***** TEXT BLOCK
Then there is the Gaza Strip, home to 2 million more Palestinians. Israel pulled out troops and settlers in 2005 but the strip was swiftly seized from the Palestinian Authority by the Hamas militant group, implacably opposed to Israel's existence. So Israel controls the skies, sea access and most land crossings for fear of weapons entering. It supplies Gaza with some electricity and other lifelines. Although the occupation is gone on the ground, it remains in effect in the eyes of Gazans and part of the world.

With Gaza as part of the equation, Jews and Arabs have a roughly equal share of the Holy Land population. With Gaza removed, the Jews are hanging on to a small majority. Israel's electorate remains Jewish-majority through the non-annexation of the West Bank.

But Israel is building towns in this territory it has not annexed. The Jews there can vote in Israeli elections — unlike the Palestinians— even though Israelis abroad cannot vote. Israeli law applies to the Jews but not to the Arabs, who live under a far harsher set of military laws. The arrangement has stretched the idea of Israel as a democracy to the breaking point.

On several occasions, Israeli governments have offered peace deals that would give the Palestinians a state in the vast majority of the lands captured in 1967. But it never went quite far enough to entice the Palestinian leadership to dive in, and opposition within Israel was always strong.
**********
***** STORED DATA
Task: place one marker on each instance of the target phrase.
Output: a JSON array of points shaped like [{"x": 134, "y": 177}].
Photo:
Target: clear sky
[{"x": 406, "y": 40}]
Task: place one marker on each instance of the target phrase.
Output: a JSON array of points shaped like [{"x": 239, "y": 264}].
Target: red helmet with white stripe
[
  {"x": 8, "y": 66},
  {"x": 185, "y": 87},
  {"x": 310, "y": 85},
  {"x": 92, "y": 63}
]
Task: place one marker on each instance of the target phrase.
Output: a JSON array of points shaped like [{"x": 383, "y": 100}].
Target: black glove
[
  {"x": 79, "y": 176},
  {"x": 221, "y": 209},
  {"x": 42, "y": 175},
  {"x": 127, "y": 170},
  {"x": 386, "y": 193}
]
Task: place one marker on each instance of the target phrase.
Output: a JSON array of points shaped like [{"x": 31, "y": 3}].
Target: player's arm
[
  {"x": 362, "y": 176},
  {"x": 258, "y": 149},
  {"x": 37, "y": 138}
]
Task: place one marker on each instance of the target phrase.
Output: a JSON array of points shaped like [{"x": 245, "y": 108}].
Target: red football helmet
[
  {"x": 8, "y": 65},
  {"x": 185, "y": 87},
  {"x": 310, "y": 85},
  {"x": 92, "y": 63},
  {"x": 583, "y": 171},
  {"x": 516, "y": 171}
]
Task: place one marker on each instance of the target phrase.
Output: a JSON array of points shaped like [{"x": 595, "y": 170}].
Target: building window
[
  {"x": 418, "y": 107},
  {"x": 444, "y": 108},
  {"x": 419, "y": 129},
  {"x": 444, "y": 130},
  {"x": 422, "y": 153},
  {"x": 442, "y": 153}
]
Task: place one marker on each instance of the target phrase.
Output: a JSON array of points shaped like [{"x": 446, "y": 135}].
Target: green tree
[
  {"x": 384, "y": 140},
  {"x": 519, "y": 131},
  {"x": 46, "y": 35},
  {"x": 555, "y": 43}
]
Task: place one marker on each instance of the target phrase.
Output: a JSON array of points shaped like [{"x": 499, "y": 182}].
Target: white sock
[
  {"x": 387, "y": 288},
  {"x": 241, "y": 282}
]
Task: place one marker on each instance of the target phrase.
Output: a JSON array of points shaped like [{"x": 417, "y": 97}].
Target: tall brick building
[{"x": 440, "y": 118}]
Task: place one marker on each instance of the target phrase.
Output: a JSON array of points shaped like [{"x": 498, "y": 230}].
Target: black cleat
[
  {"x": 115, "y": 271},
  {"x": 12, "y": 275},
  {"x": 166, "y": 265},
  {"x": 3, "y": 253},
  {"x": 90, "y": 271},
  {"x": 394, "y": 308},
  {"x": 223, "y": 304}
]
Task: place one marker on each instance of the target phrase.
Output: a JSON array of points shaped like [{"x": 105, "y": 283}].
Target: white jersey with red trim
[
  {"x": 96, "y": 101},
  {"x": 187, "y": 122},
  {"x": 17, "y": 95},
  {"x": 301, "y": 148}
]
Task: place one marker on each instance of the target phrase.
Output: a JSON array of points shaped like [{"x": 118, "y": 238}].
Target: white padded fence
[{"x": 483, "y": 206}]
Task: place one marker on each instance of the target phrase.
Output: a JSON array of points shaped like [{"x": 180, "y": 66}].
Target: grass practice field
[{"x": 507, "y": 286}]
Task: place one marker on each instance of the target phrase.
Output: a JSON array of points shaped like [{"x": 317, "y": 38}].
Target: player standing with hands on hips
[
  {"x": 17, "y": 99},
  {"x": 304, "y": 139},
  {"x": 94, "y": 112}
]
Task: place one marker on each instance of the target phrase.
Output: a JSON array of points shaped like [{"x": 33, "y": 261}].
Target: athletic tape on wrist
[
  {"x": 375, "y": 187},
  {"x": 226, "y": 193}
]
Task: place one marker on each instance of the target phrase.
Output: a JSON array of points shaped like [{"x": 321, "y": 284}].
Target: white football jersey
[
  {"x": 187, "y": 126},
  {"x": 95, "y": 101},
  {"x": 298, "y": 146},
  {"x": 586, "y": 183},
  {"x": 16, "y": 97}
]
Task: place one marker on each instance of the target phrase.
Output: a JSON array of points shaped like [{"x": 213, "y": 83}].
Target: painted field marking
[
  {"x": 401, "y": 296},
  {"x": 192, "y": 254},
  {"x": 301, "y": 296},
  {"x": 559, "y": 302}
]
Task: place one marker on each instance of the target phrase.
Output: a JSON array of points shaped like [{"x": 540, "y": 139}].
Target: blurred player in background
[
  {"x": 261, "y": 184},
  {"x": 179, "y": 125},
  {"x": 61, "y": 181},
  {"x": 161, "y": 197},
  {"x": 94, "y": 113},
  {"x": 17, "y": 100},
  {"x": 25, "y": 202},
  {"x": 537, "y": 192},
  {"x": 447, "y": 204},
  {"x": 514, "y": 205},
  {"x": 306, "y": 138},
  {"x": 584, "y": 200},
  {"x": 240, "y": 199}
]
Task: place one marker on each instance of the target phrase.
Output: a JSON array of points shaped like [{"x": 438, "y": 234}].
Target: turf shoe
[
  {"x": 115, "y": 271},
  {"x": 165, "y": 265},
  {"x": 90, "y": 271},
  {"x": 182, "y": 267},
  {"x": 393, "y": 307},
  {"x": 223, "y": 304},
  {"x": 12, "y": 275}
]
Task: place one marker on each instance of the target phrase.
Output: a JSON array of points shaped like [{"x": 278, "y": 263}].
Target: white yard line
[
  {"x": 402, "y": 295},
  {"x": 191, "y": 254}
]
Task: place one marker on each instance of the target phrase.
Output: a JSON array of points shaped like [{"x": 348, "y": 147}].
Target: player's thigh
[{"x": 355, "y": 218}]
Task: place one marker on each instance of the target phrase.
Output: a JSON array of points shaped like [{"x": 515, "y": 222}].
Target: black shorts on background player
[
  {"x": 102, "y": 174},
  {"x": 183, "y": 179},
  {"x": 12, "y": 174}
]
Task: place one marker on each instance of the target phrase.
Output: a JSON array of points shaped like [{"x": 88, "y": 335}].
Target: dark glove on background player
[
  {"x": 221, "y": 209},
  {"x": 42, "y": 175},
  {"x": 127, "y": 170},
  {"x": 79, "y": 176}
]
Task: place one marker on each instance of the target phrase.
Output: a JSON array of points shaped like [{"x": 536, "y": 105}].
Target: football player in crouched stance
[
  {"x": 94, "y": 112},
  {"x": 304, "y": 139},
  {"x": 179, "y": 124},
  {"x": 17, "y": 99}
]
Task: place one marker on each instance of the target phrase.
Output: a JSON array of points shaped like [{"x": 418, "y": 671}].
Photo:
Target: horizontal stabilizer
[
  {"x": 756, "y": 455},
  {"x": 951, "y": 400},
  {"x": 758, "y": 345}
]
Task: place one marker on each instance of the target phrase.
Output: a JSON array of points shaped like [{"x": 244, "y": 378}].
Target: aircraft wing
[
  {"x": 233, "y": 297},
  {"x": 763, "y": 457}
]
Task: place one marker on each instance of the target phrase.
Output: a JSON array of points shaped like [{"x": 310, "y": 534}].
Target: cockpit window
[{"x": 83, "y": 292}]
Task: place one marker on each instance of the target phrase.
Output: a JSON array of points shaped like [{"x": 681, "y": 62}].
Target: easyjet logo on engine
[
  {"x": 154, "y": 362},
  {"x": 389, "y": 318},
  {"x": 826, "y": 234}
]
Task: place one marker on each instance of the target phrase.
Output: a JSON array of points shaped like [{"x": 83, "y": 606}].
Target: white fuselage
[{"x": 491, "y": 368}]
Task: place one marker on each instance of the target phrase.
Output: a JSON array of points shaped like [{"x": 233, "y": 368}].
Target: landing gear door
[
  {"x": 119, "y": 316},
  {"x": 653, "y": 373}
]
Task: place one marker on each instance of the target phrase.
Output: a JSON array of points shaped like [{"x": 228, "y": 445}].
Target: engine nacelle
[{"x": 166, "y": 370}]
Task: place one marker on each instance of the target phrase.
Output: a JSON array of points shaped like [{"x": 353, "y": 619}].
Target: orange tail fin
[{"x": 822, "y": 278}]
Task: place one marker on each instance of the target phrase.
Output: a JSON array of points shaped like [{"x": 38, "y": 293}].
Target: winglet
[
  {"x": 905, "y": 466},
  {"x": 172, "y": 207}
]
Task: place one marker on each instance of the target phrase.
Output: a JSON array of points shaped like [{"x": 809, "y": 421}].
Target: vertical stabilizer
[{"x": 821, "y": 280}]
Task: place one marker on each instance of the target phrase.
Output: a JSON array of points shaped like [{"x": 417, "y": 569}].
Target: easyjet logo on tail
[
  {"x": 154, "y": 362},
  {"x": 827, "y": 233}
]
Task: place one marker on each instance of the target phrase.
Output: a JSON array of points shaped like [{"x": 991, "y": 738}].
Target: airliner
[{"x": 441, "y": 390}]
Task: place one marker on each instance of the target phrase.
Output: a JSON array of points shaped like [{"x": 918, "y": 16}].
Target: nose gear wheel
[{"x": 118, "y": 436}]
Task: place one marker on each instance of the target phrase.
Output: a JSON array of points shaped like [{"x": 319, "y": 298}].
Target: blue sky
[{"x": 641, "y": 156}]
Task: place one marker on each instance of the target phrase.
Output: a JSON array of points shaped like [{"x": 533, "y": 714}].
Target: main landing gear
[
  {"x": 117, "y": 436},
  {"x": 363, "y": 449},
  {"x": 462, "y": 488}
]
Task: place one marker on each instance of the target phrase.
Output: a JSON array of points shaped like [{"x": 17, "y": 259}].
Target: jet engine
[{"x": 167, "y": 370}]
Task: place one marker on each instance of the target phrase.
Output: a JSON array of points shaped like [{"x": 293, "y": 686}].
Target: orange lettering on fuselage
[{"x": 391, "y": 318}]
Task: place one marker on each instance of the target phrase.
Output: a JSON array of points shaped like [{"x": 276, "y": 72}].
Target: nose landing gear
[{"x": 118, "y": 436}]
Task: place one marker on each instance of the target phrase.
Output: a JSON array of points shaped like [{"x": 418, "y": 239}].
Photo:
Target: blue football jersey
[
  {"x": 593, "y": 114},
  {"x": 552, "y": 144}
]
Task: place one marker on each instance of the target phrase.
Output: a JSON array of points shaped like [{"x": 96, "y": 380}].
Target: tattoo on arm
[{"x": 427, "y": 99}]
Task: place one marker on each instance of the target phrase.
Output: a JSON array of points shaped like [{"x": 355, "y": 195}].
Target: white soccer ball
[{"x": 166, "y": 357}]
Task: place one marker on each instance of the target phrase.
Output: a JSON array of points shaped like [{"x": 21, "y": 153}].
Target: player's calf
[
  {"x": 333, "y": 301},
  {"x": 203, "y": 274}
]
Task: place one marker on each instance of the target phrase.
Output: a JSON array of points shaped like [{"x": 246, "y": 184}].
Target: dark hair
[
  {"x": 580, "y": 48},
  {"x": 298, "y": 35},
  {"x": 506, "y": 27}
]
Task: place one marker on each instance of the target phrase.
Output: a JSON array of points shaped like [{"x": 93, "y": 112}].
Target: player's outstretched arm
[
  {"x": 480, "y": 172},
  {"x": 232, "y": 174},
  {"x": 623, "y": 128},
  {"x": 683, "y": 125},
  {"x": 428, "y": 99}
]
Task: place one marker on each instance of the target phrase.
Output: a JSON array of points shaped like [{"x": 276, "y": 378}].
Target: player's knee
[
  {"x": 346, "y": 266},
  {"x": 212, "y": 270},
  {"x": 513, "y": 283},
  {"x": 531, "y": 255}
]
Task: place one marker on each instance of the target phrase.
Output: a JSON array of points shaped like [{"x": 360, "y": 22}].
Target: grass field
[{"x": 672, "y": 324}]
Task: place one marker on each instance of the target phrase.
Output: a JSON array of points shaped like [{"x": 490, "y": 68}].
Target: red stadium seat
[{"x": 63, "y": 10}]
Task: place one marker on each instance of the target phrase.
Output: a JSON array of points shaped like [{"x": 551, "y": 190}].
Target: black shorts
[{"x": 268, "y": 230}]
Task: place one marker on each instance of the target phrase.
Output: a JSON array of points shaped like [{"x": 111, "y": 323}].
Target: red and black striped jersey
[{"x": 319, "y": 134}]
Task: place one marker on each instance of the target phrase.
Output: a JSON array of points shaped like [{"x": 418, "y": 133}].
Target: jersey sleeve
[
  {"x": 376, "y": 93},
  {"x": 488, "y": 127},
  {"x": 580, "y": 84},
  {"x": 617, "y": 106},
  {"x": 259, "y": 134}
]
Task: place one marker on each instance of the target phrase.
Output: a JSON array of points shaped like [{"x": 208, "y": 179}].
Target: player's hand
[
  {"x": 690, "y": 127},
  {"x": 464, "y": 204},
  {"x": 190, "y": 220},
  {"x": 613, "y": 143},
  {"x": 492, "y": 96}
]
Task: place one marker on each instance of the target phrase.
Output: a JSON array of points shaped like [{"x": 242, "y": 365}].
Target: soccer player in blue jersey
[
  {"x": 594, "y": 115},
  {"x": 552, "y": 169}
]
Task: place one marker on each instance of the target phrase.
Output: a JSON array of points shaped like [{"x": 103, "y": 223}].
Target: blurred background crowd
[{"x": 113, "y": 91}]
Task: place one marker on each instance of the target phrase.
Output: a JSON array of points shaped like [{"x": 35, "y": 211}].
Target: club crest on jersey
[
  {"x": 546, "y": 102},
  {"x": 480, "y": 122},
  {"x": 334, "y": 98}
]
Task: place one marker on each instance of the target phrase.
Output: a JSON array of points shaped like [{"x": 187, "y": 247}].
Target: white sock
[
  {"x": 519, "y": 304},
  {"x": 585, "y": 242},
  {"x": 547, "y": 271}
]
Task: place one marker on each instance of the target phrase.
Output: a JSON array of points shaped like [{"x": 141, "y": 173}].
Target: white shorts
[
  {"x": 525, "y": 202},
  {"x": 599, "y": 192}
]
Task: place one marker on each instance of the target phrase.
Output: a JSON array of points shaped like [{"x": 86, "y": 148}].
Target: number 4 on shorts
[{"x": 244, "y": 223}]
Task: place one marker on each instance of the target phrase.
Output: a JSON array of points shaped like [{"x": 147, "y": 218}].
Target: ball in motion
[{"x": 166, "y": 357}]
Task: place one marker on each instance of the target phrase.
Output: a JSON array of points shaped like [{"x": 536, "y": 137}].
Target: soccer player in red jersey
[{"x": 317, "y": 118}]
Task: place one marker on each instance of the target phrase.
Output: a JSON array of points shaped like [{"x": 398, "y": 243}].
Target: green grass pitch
**********
• AIM OF THE TASK
Could you write out the passage on Israel and the Palestinians again, everything from "But Israel is" down to "was always strong.", substituting "limit" for "breaking point"? The items have no connection to the passage on Israel and the Palestinians.

• EXERCISE ANSWER
But Israel is building towns in this territory it has not annexed. The Jews there can vote in Israeli elections — unlike the Palestinians— even though Israelis abroad cannot vote. Israeli law applies to the Jews but not to the Arabs, who live under a far harsher set of military laws. The arrangement has stretched the idea of Israel as a democracy to the limit.

On several occasions, Israeli governments have offered peace deals that would give the Palestinians a state in the vast majority of the lands captured in 1967. But it never went quite far enough to entice the Palestinian leadership to dive in, and opposition within Israel was always strong.